[Passage for review]:
LLMetal is an experimental Rust runtime for visible LLM inference on Apple Metal.
The point is not to hide the model behind a polished serving stack. The point is to keep the inference path close enough to the surface that you can point at every major operation: GGUF loading, token flow, quantized matmul, RMSNorm, RoPE, KV cache, attention, SwiGLU, logits, sampling.
This is not meant as a tutorial project or a toy pet repo. It is a place to try current inference ideas from industry and research while keeping the machinery readable enough to change quickly. Some of those ideas will already exist in production runtimes; others may be fresh enough that projects like mistral.rs or llama.cpp have not picked them up yet.
The long-term target is a fast local inference runtime that can eventually be compared with serious baselines such as llama.cpp. The current target is smaller and more honest: keep the repository readable enough to discuss, experiment, and replace pieces one at a time.

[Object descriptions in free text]
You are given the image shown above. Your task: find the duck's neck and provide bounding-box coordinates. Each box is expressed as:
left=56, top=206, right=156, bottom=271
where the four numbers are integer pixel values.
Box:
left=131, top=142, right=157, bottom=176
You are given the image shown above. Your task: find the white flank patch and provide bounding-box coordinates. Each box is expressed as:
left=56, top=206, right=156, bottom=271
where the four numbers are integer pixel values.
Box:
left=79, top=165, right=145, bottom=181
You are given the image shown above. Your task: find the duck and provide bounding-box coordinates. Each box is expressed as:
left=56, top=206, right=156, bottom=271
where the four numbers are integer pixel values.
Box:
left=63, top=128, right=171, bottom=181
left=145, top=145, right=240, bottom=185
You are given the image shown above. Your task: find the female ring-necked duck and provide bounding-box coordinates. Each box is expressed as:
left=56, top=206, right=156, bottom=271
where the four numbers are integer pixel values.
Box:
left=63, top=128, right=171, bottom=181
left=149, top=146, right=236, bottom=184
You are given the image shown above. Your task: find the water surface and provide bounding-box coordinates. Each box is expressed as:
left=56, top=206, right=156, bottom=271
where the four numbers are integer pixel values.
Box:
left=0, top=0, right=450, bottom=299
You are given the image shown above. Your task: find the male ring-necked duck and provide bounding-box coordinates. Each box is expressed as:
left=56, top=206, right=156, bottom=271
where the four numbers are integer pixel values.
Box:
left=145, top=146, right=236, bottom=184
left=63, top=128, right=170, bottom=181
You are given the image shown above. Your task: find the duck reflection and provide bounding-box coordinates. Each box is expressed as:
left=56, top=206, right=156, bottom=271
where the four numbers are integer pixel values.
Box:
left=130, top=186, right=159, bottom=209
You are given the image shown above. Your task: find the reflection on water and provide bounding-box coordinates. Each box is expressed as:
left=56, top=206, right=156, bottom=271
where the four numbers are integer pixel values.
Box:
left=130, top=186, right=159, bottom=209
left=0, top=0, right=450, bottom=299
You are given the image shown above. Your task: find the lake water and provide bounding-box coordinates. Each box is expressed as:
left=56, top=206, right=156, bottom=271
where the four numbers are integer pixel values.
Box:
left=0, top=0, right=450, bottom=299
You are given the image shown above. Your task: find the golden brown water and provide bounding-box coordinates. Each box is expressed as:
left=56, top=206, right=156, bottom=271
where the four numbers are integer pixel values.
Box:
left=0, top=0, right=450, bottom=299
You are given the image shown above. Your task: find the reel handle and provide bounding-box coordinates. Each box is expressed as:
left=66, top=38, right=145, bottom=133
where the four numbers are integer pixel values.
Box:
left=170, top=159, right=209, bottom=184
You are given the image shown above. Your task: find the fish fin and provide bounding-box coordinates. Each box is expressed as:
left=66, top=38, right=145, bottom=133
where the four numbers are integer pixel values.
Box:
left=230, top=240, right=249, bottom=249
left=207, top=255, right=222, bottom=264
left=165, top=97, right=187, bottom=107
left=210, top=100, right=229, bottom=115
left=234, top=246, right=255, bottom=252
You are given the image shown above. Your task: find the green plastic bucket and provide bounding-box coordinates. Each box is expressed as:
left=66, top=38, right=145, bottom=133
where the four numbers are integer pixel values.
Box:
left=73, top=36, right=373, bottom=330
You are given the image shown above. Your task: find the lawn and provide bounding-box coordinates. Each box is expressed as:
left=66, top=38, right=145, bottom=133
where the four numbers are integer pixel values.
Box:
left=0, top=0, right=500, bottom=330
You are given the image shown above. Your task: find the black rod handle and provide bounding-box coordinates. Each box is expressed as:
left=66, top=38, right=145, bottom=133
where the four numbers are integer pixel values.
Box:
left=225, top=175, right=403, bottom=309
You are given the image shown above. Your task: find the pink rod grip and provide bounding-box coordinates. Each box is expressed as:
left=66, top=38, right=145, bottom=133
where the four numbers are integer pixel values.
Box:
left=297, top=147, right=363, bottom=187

[What is required]: Return the portion of the LLMetal description between "The point is not" and "them up yet.", inclusive, copied word for word.

[Problem solution]:
The point is not to hide the model behind a polished serving stack. The point is to keep the inference path close enough to the surface that you can point at every major operation: GGUF loading, token flow, quantized matmul, RMSNorm, RoPE, KV cache, attention, SwiGLU, logits, sampling.
This is not meant as a tutorial project or a toy pet repo. It is a place to try current inference ideas from industry and research while keeping the machinery readable enough to change quickly. Some of those ideas will already exist in production runtimes; others may be fresh enough that projects like mistral.rs or llama.cpp have not picked them up yet.